A new study from the Chief Marketing Officer Council shows that many companies, dissatisfied with the effectiveness of local channel and field sales partners, are seeking new digital media avenues and localized engagement activities. The report, “Brand Automation for Local Activation,” finds that only 8% of the 296 brand marketers surveyed were extremely satisfied with the way new product, pricing or promotional campaigns are executed and leveraged by local field sales, reseller, franchise or partner networks. To improve these ties, 52% of marketers say comprehensive brand campaign automation is necessary to strengthen ties between the head office and local customer-facing resources and touchpoints.
Despite 59% of national marketers noting that local demand generation was essential to their business growth, only 7% feel they have highly evolved campaigns and measures in place that can activate consumers at a local level.
Donovan Neale-May, Executive Director of the CMO Council, notes that “... according to the U.S. State Department, American businesses lose $50 billion annually in potential sales because of problems with localization... this localization gap has a significant lost opportunity cost to any business willing to allow 30 days to pass before driving relevant content into a local marketplace... “
So it is even more confusing that the CMO Council’s report shows that nearly one in four marketers is spending more than 50% of budgets on local programs and promotions, and a staggering 61% are not tracking the impact of national advertising on a local level. And as 49% of the respondents agree that localized marketing is critical to business growth, only 30% have embraced localization automation tools or platforms.

▶ Things to do:
1) Answer these questions using the marketing study summary above:
(a) How many brand marketers were surveyed?
(b) How much does the U.S. State Department say American businesses lose each year in potential sales because of localization problems?
(c) What percentage of respondents have embraced localization automation tools or platforms?
2) In the marketing study summary above, condense the paragraph beginning "So it is even more confusing" into a bulleted list of its main facts.
3) From the marketing study summary above, quote the passage between "Donovan Neale-May, Executive" and "tools or platforms.", inclusive.

▶ Data excerpts:
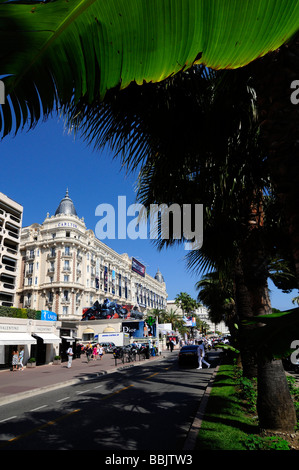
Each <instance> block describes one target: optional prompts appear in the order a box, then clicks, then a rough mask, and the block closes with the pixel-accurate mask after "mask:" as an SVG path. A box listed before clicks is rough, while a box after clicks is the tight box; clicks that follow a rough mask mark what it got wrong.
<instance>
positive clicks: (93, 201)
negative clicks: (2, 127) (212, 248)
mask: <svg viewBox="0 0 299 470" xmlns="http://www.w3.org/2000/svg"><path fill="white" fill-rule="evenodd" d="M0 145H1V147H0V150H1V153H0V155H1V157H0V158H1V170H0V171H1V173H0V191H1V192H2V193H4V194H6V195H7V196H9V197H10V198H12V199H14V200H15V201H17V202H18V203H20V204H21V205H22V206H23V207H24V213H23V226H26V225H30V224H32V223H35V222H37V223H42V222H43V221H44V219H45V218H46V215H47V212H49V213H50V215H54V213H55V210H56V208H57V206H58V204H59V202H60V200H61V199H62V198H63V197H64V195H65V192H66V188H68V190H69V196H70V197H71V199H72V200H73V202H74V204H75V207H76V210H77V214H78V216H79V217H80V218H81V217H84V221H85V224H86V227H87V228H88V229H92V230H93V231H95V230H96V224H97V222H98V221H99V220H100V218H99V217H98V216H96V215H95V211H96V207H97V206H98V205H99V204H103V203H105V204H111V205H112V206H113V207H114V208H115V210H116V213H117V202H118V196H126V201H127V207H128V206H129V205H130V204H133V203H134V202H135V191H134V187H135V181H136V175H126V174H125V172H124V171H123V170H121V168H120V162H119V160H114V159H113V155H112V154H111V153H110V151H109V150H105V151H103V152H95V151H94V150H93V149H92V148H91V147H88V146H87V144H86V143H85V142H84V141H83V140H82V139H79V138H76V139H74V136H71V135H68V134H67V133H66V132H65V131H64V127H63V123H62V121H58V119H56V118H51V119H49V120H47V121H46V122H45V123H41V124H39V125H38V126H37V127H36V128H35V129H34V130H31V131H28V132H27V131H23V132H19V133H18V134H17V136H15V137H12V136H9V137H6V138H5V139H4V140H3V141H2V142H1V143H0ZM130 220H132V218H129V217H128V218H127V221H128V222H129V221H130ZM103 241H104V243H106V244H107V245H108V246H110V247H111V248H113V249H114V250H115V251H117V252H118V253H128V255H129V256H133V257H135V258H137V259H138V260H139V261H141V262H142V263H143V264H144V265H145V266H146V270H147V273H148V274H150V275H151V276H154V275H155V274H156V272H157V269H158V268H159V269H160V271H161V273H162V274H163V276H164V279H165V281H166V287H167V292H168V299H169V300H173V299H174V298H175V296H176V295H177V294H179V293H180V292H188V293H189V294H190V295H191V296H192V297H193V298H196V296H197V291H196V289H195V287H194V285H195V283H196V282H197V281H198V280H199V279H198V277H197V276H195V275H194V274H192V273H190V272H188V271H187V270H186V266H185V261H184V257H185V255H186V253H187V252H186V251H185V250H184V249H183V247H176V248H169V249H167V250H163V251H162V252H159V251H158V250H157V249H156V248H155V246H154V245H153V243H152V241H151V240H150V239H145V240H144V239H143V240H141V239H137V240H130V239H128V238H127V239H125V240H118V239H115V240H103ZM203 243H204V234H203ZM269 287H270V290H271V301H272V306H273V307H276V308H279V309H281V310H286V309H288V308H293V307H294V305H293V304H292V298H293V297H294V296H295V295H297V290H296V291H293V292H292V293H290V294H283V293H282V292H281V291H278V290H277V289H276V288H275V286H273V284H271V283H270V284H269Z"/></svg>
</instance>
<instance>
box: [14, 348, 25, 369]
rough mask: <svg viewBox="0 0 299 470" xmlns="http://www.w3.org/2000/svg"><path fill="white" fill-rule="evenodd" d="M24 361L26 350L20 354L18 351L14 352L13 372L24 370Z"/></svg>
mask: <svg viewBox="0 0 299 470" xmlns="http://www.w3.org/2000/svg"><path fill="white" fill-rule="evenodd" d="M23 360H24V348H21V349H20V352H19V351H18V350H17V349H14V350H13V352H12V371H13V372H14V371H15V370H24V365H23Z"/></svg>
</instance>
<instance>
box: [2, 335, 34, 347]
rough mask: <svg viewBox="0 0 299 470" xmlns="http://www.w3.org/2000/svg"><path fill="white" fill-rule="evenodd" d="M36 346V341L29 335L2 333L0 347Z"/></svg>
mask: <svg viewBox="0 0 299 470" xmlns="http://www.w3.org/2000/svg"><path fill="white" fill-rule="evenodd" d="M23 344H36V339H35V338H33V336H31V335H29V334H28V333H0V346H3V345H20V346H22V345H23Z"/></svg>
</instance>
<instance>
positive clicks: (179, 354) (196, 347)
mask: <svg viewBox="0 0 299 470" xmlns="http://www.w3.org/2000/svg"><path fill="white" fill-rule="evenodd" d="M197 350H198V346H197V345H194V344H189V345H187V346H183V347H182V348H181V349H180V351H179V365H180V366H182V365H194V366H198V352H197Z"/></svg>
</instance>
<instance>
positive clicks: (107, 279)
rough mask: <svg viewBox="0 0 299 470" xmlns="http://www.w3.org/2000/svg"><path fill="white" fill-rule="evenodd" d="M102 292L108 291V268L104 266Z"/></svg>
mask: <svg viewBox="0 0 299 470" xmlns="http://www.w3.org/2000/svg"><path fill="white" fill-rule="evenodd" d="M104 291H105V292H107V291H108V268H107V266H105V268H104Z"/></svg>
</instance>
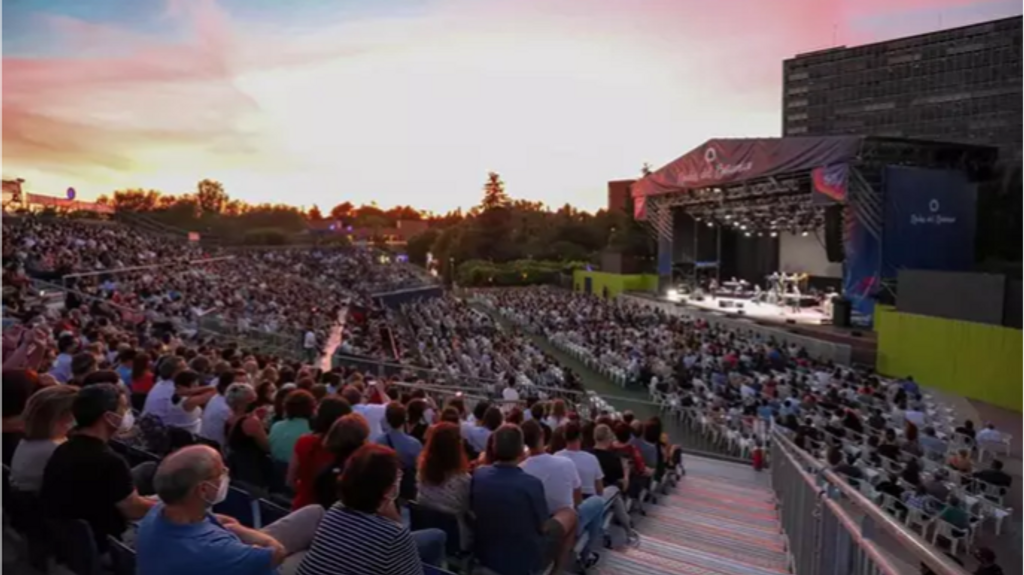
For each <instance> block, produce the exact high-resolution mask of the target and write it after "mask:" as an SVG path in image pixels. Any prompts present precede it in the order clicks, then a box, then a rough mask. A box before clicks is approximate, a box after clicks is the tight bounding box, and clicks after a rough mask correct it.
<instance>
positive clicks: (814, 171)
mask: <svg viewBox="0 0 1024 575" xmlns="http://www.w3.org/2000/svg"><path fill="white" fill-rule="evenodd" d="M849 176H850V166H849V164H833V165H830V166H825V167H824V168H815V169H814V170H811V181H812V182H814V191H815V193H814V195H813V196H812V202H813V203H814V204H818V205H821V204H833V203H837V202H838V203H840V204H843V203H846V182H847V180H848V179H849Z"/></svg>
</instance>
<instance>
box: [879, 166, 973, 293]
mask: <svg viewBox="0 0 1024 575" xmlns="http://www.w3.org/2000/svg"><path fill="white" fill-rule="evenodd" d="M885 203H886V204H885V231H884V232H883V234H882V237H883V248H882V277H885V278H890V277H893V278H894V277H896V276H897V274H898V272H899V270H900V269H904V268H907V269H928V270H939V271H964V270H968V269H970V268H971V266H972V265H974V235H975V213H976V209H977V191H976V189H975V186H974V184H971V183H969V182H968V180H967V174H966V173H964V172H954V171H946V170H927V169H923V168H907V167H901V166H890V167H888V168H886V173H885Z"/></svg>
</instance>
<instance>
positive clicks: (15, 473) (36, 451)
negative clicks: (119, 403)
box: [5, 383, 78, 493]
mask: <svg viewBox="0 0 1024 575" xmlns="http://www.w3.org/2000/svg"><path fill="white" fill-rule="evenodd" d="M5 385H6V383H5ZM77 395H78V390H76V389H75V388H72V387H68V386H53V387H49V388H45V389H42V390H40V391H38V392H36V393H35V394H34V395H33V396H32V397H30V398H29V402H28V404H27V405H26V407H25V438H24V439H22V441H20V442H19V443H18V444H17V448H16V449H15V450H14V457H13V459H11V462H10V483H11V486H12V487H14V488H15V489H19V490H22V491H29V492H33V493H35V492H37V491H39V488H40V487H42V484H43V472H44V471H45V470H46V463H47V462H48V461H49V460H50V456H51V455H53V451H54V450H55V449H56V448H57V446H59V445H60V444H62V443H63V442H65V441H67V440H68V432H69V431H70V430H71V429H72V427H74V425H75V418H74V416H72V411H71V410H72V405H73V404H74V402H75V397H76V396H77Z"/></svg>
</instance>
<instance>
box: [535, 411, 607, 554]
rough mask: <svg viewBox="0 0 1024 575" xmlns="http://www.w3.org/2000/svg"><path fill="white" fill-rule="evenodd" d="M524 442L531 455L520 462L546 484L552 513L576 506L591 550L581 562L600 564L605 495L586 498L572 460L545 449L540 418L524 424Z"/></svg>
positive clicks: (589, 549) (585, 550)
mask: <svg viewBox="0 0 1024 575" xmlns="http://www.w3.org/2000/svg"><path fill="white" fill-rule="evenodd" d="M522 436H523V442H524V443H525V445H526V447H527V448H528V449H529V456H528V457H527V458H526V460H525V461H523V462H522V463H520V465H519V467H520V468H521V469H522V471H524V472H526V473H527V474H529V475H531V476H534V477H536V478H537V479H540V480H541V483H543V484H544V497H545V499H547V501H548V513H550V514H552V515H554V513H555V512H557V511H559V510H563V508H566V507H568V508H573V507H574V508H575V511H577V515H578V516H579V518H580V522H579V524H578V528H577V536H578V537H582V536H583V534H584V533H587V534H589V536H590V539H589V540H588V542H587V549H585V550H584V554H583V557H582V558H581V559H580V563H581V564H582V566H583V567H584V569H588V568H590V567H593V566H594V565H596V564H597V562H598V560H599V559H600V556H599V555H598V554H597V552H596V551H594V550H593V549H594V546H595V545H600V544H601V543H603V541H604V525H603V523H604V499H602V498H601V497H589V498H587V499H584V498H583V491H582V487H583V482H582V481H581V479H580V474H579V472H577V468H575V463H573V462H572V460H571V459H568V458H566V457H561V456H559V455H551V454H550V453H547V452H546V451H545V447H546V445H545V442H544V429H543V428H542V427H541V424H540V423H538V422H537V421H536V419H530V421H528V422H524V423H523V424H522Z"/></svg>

---

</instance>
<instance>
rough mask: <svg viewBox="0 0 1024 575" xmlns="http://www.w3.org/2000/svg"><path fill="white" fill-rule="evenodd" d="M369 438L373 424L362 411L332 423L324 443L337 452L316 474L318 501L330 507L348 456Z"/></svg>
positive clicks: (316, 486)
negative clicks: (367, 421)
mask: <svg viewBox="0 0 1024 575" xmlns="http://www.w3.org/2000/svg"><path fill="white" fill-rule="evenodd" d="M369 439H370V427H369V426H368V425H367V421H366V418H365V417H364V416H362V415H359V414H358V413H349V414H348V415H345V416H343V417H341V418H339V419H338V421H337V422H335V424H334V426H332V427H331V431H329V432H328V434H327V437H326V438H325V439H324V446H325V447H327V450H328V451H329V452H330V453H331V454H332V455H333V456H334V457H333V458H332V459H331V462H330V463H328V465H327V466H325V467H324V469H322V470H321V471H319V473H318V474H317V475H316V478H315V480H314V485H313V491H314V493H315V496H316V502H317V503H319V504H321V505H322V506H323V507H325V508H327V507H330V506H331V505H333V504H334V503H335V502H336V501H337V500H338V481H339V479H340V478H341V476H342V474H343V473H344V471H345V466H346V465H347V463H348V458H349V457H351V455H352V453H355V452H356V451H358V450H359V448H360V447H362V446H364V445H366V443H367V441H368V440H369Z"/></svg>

▶ Solved tasks:
1)
(a) 296
(b) $50 billion
(c) 30%

2)
- Nearly one in four marketers spend more than 50% of their budgets on local programs and promotions.
- 61% do not track the impact of national advertising at a local level.
- 49% of respondents agree that localized marketing is critical to business growth.
- Only 30% have embraced localization automation tools or platforms.

3)
Donovan Neale-May, Executive Director of the CMO Council, notes that “... according to the U.S. State Department, American businesses lose $50 billion annually in potential sales because of problems with localization... this localization gap has a significant lost opportunity cost to any business willing to allow 30 days to pass before driving relevant content into a local marketplace... “
So it is even more confusing that the CMO Council’s report shows that nearly one in four marketers is spending more than 50% of budgets on local programs and promotions, and a staggering 61% are not tracking the impact of national advertising on a local level. And as 49% of the respondents agree that localized marketing is critical to business growth, only 30% have embraced localization automation tools or platforms.